Task to complete
From first line to last, the records below are to be duplicated exactly.

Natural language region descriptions
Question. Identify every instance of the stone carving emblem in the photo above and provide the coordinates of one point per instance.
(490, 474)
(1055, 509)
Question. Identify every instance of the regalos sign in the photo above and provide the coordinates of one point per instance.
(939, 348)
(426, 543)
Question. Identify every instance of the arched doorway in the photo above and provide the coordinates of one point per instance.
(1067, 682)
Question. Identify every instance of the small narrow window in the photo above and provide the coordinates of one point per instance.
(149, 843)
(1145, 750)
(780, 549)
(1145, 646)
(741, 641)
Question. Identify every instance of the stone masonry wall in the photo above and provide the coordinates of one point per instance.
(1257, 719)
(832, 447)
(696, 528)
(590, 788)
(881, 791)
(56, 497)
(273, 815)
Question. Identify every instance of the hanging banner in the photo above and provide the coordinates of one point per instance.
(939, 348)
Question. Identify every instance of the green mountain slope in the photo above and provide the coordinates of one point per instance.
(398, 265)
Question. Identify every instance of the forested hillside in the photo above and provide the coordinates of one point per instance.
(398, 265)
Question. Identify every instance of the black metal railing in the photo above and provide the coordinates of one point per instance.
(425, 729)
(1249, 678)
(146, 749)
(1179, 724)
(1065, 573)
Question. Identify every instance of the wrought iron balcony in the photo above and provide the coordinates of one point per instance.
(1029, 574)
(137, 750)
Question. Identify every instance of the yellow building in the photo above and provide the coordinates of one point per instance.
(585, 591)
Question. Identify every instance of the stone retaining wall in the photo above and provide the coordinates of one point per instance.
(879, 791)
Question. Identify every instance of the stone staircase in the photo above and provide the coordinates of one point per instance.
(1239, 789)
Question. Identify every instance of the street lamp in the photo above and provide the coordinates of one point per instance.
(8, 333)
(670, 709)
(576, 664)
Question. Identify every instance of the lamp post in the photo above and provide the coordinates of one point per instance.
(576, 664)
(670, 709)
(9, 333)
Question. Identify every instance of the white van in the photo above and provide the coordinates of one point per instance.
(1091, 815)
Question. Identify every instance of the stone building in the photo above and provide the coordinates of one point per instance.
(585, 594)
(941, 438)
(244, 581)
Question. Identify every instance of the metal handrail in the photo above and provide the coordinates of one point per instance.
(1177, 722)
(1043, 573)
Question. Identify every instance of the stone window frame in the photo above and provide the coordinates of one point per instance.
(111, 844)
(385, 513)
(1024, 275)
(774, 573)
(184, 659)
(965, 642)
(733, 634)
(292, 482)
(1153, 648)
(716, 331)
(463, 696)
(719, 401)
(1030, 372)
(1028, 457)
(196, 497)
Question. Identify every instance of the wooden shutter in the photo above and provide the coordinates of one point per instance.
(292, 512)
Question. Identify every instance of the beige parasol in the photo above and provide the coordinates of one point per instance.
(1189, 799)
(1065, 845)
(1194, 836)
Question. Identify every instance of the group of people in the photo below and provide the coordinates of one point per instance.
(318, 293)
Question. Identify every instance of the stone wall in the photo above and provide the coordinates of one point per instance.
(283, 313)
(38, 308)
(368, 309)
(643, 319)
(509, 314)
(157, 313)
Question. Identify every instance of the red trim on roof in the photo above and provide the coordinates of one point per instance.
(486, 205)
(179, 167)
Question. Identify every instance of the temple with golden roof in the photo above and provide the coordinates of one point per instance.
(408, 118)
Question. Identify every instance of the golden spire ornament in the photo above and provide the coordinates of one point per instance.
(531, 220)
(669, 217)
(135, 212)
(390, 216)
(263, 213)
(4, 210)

Written reply
Question. Identify every instance of the stone carving emblem in the photo above and provide the coordinates of one point per instance.
(490, 474)
(1055, 509)
Question. Identify every instance of the regalos sign in the photo above and provide the coordinates of one point per instance.
(939, 348)
(426, 543)
Question. Identify every instance of the arched doorway in the photo above and provide the coordinates of one point per instance.
(1067, 682)
Question. Identify every instance of the small narrow window in the photo above and provide the coordinates of one point per instance.
(149, 843)
(1145, 750)
(780, 549)
(1145, 646)
(741, 641)
Question. Identify every instance of the stone masonry wall in the photo above and provide the coordinates of one point per instance.
(1257, 719)
(832, 447)
(696, 528)
(590, 788)
(881, 791)
(56, 497)
(273, 815)
Question. Identify every instance of the hanging banner in the photo above and provide the coordinates of one point per instance.
(939, 348)
Question. Identify every instance of the green mountain slope in the photo above and provide the coordinates of one point per instance.
(398, 265)
Question. Identify every instance of the forested hillside in the photo above and provide the coordinates of one point per instance.
(398, 265)
Question. Identify every instance of the black metal railing in the photo above and provide the coordinates of one point per instance.
(425, 729)
(1249, 678)
(146, 749)
(1179, 724)
(1065, 573)
Question. Identify every instance of the wrought iron balcony in the photo above and provide the coordinates of one point per instance.
(1029, 574)
(137, 750)
Question. Identify every instance of the yellow building in the photo above and provide the coordinates of one point per instance.
(585, 591)
Question. Identify every instance of the stone retaining wall in the photo above and provide the coordinates of one point per instance.
(879, 791)
Question. Identify every instance of the stone staircase in the photo above and provide the coordinates of one point per instance.
(1239, 789)
Question. Identify every instance of the street lamp in the photo above and provide the coordinates of one point per instance.
(8, 333)
(670, 709)
(576, 664)
Question. Identify every instance of the lamp post in the photo above and provide the coordinates of one point per instance.
(576, 664)
(670, 709)
(9, 333)
Question. Identify every instance of the white van in the photo above and provide the coordinates of one point per instance.
(1091, 815)
Question. Identify every instance of the stone building in the photo above and provide the coordinates of one point per instance.
(585, 594)
(941, 438)
(244, 581)
Question. Identify every instance of the metal handrail in the photo above and provide the coordinates of one point per instance.
(1177, 722)
(1043, 573)
Question. Identify every instance of the stone window frame in the photo above and provide the coordinates of one point per instance.
(111, 844)
(385, 513)
(1024, 275)
(774, 573)
(184, 659)
(965, 642)
(733, 634)
(292, 482)
(1153, 648)
(716, 331)
(463, 696)
(719, 401)
(1030, 372)
(1028, 457)
(196, 497)
Question. Identify every instance of the wooden shutter in the photo above and provide the coordinates of one point per instance.
(292, 512)
Question. Identify every instance of the beige parasol in the photo above and provide the coordinates of one point per instance.
(1189, 799)
(1065, 845)
(1194, 836)
Question. Identify every instance of the group of people in the photo below and provide the coordinates of one point per instance.
(318, 293)
Question. Identify every instance of the stone wall in the photo above and provide the coordinates of one point per instance.
(283, 313)
(38, 308)
(368, 309)
(643, 319)
(509, 314)
(157, 313)
Question. Identify every instance of the red trim on roof in the photo above and provide the coordinates of one point per instance.
(486, 205)
(179, 167)
Question. Identify every instance of the temple with golden roof in the photo above and provide the coordinates of one point per instance.
(408, 118)
Question. Identify every instance of the golden spire ornament in the photo above and provide the coordinates of one point per instance.
(531, 220)
(669, 217)
(135, 212)
(390, 216)
(263, 213)
(4, 210)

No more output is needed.